**Stated problem 1:** Please convert the rows below into a JSON list of strings, one string per line, from the line with "obj: short sleeve" up to and including the line with "left=376, top=367, right=417, bottom=477". Leave out blank lines.

-- START Document extract --

Dave Lauer Profile picture
26 Oct, 11 tweets, 2 min read
Remember in February when Thomas Peterffy said:
"We have come dangerously close to the collapse of the entire system."

I just had a very stimulating discussion on the nature of systemic risk, market structure and leverage / shorting.

How is it even possible that GME could've brought something like this about?

Can you imagine if GME was responsible for the entire market grinding to a halt?
What's even crazier? Nothing has changed, 10 months later. We are 10 months after an event that could have brought the entire US market down, and nothing has changed. Nothing has been done. There is systemic risk in market structure that is not being addressed.
This is dangerous for the REAL economy, not just our casino markets. We are not addressing the elephant in the room, because addressing that elephant means taking on rich and powerful people. Look at the SEC GME report, and tell me they're ready to take it on.
The report was watered down because so many regulators have gone through the revolving door and are now incentivized to maintain the status quo. They will lobby and push and do everything they can to prevent hard choices to be made, and incumbent interests to be threatened.
A system that can be brought down by Gamestop is (no offense) a fragile system that should not be underpinning the US economy. Anyone pushing against major systemic changes is making too much money to care about what happens. This is serious.
We saw the intersection of market structure, systemic risk and the real economy in January, and the only reason crisis was averted was because of underhanded actions to stop people from buying stocks and crash the price of a stock. That's never been done before.

-- END Document extract --
-- START Extracted records --

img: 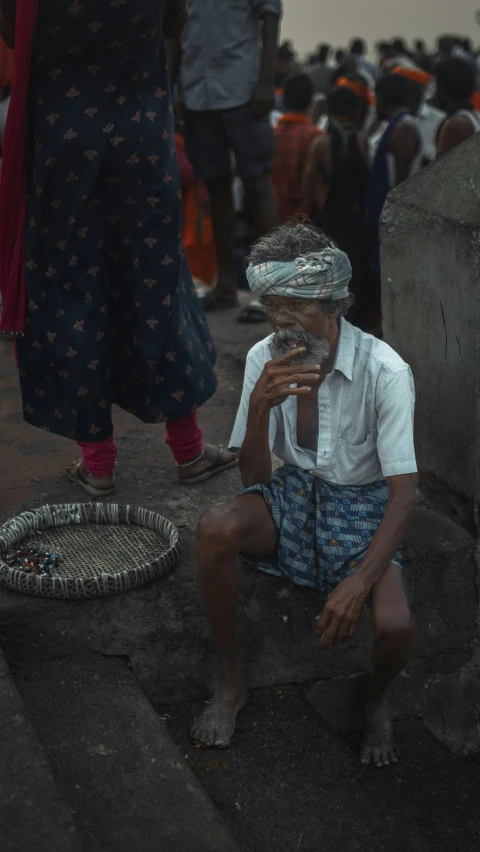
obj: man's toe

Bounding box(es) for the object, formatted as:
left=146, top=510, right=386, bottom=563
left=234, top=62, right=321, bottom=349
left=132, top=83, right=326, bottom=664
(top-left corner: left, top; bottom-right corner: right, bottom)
left=360, top=746, right=372, bottom=766
left=215, top=726, right=232, bottom=748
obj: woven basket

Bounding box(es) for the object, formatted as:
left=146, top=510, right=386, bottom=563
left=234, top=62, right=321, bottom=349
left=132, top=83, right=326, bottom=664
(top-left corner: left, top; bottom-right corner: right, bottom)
left=0, top=503, right=180, bottom=598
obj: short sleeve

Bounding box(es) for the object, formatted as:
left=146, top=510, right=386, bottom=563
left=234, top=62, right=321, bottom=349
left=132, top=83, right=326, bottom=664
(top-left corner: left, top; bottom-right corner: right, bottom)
left=376, top=367, right=417, bottom=477
left=229, top=347, right=276, bottom=449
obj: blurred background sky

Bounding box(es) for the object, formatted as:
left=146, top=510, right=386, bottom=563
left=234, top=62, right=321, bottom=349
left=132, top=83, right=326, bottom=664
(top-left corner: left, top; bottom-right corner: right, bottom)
left=282, top=0, right=480, bottom=57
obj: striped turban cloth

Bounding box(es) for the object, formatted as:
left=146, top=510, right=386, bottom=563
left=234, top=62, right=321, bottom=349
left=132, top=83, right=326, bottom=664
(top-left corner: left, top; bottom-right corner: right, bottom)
left=247, top=248, right=352, bottom=300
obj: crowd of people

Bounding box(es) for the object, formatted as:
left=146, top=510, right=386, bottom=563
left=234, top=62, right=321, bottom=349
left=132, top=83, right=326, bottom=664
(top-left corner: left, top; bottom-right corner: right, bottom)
left=264, top=31, right=480, bottom=332
left=0, top=0, right=474, bottom=767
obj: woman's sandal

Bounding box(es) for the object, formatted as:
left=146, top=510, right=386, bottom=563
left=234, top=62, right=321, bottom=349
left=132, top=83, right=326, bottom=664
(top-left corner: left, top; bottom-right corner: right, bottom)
left=66, top=462, right=117, bottom=498
left=179, top=450, right=238, bottom=485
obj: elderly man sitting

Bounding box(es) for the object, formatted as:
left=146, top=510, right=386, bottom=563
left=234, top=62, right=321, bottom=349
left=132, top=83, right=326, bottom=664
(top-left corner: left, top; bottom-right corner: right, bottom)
left=192, top=224, right=416, bottom=767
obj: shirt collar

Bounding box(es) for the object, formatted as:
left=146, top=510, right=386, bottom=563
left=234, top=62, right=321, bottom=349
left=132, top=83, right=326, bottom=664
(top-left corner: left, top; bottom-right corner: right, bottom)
left=333, top=317, right=355, bottom=381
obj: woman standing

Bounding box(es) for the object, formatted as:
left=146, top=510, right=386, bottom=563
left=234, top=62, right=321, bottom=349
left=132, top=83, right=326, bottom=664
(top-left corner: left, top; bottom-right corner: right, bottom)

-- END Extracted records --

**Stated problem 2:** Transcribe the thread on systemic risk above from "A system that" up to and including "This is serious.".

**Complete response 1:**
[
  "obj: short sleeve",
  "Bounding box(es) for the object, formatted as:",
  "left=146, top=510, right=386, bottom=563",
  "left=234, top=62, right=321, bottom=349",
  "left=132, top=83, right=326, bottom=664",
  "(top-left corner: left, top; bottom-right corner: right, bottom)",
  "left=376, top=367, right=417, bottom=477"
]

**Complete response 2:**
A system that can be brought down by Gamestop is (no offense) a fragile system that should not be underpinning the US economy. Anyone pushing against major systemic changes is making too much money to care about what happens. This is serious.